The proposal is, more precisely, the following. When a subject S tries to imagine that some proposition p is the case, and they have some mental image i as a result, S’s imagining has a content which can be formulated counterfactually. The antecedent of the relevant counterfactual involves the perception that p, whereas its consequent involves a reference to the very mental image i that S is having. Specifically, the content of S’s imagining is that if S perceived that p, then S would have an experience of a certain phenomenological kind; an experience phenomenologically similar to having i. We may call this view, the ‘counterfactual view’ (or, for short, ‘CV’):

Counterfactual View

For every subject S, proposition p, and mental image i:

If S has the imaginative project that p, and S’s imaginative project causes S to have i, then, in virtue of having i, S imagines that if S perceived that p, then having that perception would be, for S, like having i.

Dataset excerpt →
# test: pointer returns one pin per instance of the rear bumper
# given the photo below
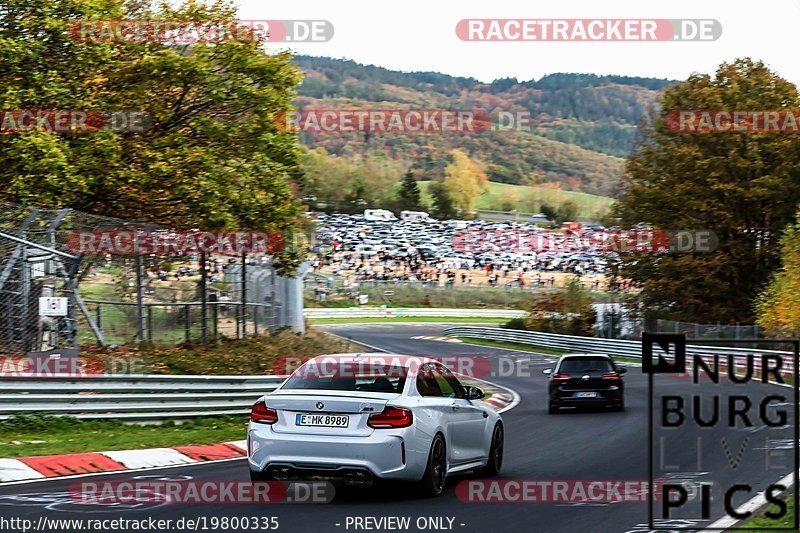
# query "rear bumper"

Problems to work on →
[a] In the passage on the counterfactual view, in virtue of what does S imagine the counterfactual stated in the Counterfactual View? Answer in one to three sentences.
[b] List every item that the Counterfactual View quantifies over in the passage on the counterfactual view.
[c] Retype the passage on the counterfactual view from "For every subject" up to and including "like having i.".
The lines have no connection to the passage on the counterfactual view.

Expected outputs →
[a] S imagines that, if S perceived that p, having that perception would be like having i in virtue of having the mental image i. S's imaginative project that p causes S to have that image.

[b]
- Subject S
- Proposition p
- Mental image i

[c]
For every subject S, proposition p, and mental image i:

If S has the imaginative project that p, and S’s imaginative project causes S to have i, then, in virtue of having i, S imagines that if S perceived that p, then having that perception would be, for S, like having i.